Task objective – Write out each entry again. Keep every word exactly as it is.

Raw data –
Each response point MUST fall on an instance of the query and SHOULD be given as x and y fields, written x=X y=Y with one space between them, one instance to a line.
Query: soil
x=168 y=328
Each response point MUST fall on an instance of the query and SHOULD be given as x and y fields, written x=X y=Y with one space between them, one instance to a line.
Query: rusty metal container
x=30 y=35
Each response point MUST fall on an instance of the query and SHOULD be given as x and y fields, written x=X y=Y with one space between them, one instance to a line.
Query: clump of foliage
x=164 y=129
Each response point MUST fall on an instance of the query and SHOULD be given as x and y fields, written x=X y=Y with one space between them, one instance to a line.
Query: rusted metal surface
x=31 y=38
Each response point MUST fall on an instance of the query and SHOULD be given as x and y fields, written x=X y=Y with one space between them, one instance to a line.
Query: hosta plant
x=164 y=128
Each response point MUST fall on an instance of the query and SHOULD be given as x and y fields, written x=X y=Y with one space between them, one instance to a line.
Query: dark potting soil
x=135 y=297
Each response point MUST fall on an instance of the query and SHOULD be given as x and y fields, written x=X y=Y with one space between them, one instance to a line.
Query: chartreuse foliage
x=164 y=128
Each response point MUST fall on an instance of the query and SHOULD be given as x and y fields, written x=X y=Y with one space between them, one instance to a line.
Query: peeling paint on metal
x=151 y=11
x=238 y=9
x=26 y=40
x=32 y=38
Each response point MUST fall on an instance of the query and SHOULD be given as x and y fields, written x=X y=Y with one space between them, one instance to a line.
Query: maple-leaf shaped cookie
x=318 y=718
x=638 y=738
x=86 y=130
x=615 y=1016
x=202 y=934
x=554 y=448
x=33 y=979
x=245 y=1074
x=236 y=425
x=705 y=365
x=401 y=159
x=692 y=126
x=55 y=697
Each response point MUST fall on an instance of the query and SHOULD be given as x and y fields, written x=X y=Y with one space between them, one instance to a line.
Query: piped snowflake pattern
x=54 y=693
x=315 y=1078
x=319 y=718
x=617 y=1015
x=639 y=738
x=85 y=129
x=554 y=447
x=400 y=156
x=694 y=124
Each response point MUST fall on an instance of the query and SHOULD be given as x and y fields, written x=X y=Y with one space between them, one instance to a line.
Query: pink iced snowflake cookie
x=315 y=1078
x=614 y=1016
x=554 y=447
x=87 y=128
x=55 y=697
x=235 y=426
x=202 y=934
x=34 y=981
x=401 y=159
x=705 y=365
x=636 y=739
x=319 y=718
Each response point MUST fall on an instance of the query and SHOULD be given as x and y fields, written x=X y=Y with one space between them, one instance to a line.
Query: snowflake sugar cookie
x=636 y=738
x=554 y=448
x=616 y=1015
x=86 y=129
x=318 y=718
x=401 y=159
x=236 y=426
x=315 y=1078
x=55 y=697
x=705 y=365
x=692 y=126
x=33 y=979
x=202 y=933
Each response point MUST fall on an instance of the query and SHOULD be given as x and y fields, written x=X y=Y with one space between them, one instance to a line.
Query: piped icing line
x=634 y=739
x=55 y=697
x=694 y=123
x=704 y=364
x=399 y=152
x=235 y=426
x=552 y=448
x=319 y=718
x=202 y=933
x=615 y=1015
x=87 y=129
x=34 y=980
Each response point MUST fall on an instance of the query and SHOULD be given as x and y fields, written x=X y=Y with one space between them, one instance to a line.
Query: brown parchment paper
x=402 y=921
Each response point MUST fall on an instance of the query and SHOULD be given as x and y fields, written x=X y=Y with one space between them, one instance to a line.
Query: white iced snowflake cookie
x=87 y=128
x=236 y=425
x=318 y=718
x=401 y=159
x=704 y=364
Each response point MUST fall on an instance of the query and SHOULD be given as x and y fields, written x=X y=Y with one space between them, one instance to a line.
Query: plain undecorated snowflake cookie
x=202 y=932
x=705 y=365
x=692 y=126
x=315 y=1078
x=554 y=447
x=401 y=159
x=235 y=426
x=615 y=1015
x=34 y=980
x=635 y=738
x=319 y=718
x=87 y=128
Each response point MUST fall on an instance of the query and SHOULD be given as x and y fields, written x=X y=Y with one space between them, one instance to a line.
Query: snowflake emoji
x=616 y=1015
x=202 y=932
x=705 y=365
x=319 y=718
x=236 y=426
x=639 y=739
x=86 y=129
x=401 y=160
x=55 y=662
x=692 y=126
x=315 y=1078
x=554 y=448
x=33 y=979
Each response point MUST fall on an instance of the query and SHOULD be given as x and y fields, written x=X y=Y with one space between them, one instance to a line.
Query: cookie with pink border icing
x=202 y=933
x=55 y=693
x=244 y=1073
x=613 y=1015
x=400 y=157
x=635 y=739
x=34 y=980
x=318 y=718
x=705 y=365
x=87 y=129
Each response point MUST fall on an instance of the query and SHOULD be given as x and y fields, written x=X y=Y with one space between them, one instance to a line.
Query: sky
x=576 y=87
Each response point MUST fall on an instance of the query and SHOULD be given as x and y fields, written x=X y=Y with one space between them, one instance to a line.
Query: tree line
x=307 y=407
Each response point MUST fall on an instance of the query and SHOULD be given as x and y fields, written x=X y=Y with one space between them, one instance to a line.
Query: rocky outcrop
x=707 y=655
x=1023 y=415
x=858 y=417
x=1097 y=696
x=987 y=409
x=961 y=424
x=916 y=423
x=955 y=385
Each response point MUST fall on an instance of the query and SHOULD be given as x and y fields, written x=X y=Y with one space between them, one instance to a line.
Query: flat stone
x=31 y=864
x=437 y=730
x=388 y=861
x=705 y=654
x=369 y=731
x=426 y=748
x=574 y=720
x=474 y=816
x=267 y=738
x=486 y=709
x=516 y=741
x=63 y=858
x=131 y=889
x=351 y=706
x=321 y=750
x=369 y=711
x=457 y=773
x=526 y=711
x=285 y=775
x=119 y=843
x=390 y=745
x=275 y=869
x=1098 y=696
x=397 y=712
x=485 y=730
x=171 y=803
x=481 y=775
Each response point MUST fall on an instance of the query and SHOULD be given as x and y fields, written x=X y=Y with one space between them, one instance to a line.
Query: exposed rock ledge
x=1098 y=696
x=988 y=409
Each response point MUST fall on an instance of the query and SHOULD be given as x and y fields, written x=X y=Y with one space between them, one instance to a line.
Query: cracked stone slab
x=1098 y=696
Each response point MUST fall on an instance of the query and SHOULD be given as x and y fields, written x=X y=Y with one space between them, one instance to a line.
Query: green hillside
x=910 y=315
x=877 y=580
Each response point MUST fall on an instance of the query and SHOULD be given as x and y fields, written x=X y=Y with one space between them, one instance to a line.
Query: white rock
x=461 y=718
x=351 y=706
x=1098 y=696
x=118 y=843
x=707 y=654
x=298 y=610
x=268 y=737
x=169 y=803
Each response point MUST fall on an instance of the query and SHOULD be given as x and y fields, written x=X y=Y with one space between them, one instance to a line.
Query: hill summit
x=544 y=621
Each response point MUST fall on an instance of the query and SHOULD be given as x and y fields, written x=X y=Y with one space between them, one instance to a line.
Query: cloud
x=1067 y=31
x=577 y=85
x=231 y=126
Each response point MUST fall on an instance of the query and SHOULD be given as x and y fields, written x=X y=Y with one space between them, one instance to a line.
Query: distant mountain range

Full solution –
Each response point MUST fall on an instance of the query and SHOULD be given as x and y fields, written x=X y=Y with one space between them, one instance to a line.
Query: soil
x=168 y=328
Each response point MUST fall on an instance of the query and SHOULD be given as x and y fields, written x=X y=Y with one space between them, one instance to a line.
Query: rusty metal container
x=30 y=35
Each response point MUST fall on an instance of the query and SHOULD be given as x and y fields, written x=X y=Y with one space between them, one instance to a line.
Query: clump of foliage
x=164 y=129
Each response point MUST fall on an instance of the query and SHOULD be given as x and y fields, written x=X y=Y with one space between them, one instance to a line.
Query: rusted metal surface
x=31 y=38
Each response point MUST fall on an instance of the query and SHOULD be given as x and y fields, written x=X y=Y with one space between them, one instance to a line.
Query: hosta plant
x=164 y=128
Each response point MUST fall on an instance of the query and SHOULD be given as x and y fields, written x=X y=Y with one space between them, one instance to a line.
Query: dark potting soil
x=135 y=297
Each response point MUST fall on an instance of the query and SHOULD be given as x and y fields, written x=X y=Y with one space between them, one instance to a line.
Query: chartreuse foliage
x=164 y=128
Each response point MUST fall on an instance of the query and SHOULD be given as x and y fields, written x=X y=Y with one space between them, one instance to a line.
Query: peeling paint on metal
x=151 y=11
x=238 y=9
x=26 y=40
x=32 y=38
Each response point MUST fall on an instance of the query and SHOULD be given as x and y fields, written x=X y=Y with one space between them, one instance to a line.
Query: maple-leaf shaped cookie
x=318 y=718
x=638 y=738
x=86 y=130
x=615 y=1016
x=202 y=934
x=554 y=448
x=33 y=979
x=245 y=1074
x=236 y=425
x=705 y=365
x=401 y=159
x=692 y=126
x=55 y=697
Each response point MUST fall on an instance of the query and SHOULD be given as x and y fields, written x=X y=Y with one space between them, one instance to a line.
Query: piped snowflake pattern
x=54 y=693
x=315 y=1078
x=319 y=718
x=617 y=1015
x=639 y=738
x=85 y=129
x=554 y=447
x=400 y=156
x=694 y=124
Each response point MUST fall on an instance of the query and SHOULD be given as x and y fields, written x=X y=Y with one space between them, one instance to a line.
Query: pink iced snowflake cookie
x=315 y=1078
x=614 y=1016
x=554 y=447
x=87 y=128
x=55 y=697
x=235 y=426
x=202 y=934
x=34 y=981
x=401 y=159
x=705 y=365
x=636 y=739
x=319 y=718
Each response point MUST fall on an instance of the query and SHOULD be given as x and y fields, written x=X y=Y with one space between them, one instance to a line.
Query: snowflake sugar cookie
x=636 y=738
x=554 y=448
x=616 y=1015
x=86 y=129
x=318 y=718
x=401 y=159
x=236 y=426
x=315 y=1078
x=55 y=697
x=705 y=365
x=692 y=126
x=33 y=979
x=202 y=933
Each response point MUST fall on an instance of the query and SHOULD be given as x and y fields, written x=X y=Y with one space between them, one instance to a line.
Query: piped icing line
x=634 y=739
x=55 y=697
x=694 y=123
x=704 y=364
x=399 y=152
x=235 y=426
x=552 y=448
x=319 y=718
x=202 y=933
x=615 y=1015
x=87 y=129
x=34 y=980
Each response point MUST fall on an instance of the query and SHOULD be given as x and y fields, written x=X y=Y with one space between them, one instance to a line.
Query: brown parchment paper
x=402 y=921
Each response point MUST fall on an instance of the query and SHOULD be given as x and y fields, written x=X y=Y with one space between them, one instance to a line.
Query: white iced snowflake cookie
x=87 y=128
x=236 y=425
x=318 y=718
x=401 y=159
x=704 y=364
Each response point MUST fall on an instance of the query and SHOULD be given as x and y fields, written x=X y=Y with one space between them, one instance to a line.
Query: plain undecorated snowflake cookie
x=202 y=932
x=705 y=365
x=692 y=126
x=315 y=1078
x=554 y=447
x=401 y=159
x=235 y=426
x=615 y=1015
x=34 y=980
x=635 y=738
x=319 y=718
x=87 y=128
Each response point MUST fall on an instance of the query and SHOULD be given as x and y fields, written x=X y=Y with one space between them, one instance to a line.
Query: snowflake emoji
x=616 y=1015
x=202 y=932
x=705 y=365
x=319 y=718
x=236 y=426
x=639 y=739
x=86 y=129
x=401 y=160
x=55 y=662
x=692 y=126
x=315 y=1078
x=554 y=448
x=33 y=979
Each response point MUST fall on an instance of the query and SHOULD be given as x and y fields, written x=X y=Y with one space between them, one instance to a line.
Query: cookie with pink border icing
x=202 y=933
x=55 y=693
x=244 y=1073
x=613 y=1015
x=400 y=157
x=635 y=739
x=34 y=980
x=318 y=718
x=705 y=365
x=87 y=129
Each response point MUST fall on an instance of the query and SHOULD be given as x and y fields, written x=X y=Y with one space between them, one instance to a line.
Query: sky
x=576 y=87
Each response point MUST fall on an instance of the query and SHOULD be given as x and y fields, written x=X y=Y with one space between them, one instance to a line.
Query: tree line
x=307 y=407
Each response point MUST fall on an instance of the query and SHOULD be given as x and y fields, written x=X y=Y with one space between them, one instance to a line.
Query: rocky outcrop
x=707 y=655
x=1023 y=415
x=858 y=417
x=1097 y=696
x=987 y=409
x=961 y=424
x=916 y=423
x=955 y=385
Each response point MUST fall on an instance of the query and SHOULD be given as x and y fields, written x=X y=Y with one space between them, one instance to a line.
Query: flat stone
x=31 y=864
x=437 y=730
x=388 y=861
x=705 y=654
x=369 y=731
x=426 y=748
x=574 y=720
x=474 y=816
x=267 y=738
x=486 y=709
x=516 y=741
x=63 y=858
x=131 y=889
x=351 y=706
x=321 y=750
x=369 y=711
x=457 y=773
x=526 y=711
x=285 y=775
x=119 y=843
x=390 y=745
x=275 y=869
x=1098 y=696
x=397 y=712
x=485 y=730
x=171 y=803
x=481 y=775
Each response point MUST fall on an instance of the query and SHOULD be given as x and y fields, written x=X y=Y with one space between them, one instance to a line.
Query: exposed rock ledge
x=1098 y=696
x=988 y=409
Each response point MUST fall on an instance of the query and SHOULD be given as x and y fields, written x=X y=Y with one space between them, one instance to a line.
Query: cracked stone slab
x=1098 y=696
Each response point MUST fall on an instance of the query and SHOULD be given as x and y fields, written x=X y=Y with one space between them, one instance to a line.
Query: green hillside
x=910 y=315
x=877 y=580
Each response point MUST fall on an instance of the query and SHOULD be given as x and y fields, written x=X y=Y with one space between them, one instance to a line.
Query: white rock
x=461 y=718
x=351 y=706
x=1098 y=696
x=118 y=843
x=707 y=654
x=298 y=610
x=268 y=737
x=169 y=803
Each response point MUST fall on an instance of the query and SHOULD be given as x and y fields, written x=X y=Y with one space between them, one instance to a line.
Query: hill summit
x=544 y=621
Each response point MUST fall on an instance of the query and SHOULD be given as x and y fields, written x=X y=Y with one space between them, one instance to a line.
Query: cloud
x=1067 y=31
x=577 y=85
x=231 y=126
Each response point MUST fall on an instance of the query and SHOULD be given as x and y fields, written x=X y=Y with one space between them, one instance to a line.
Query: distant mountain range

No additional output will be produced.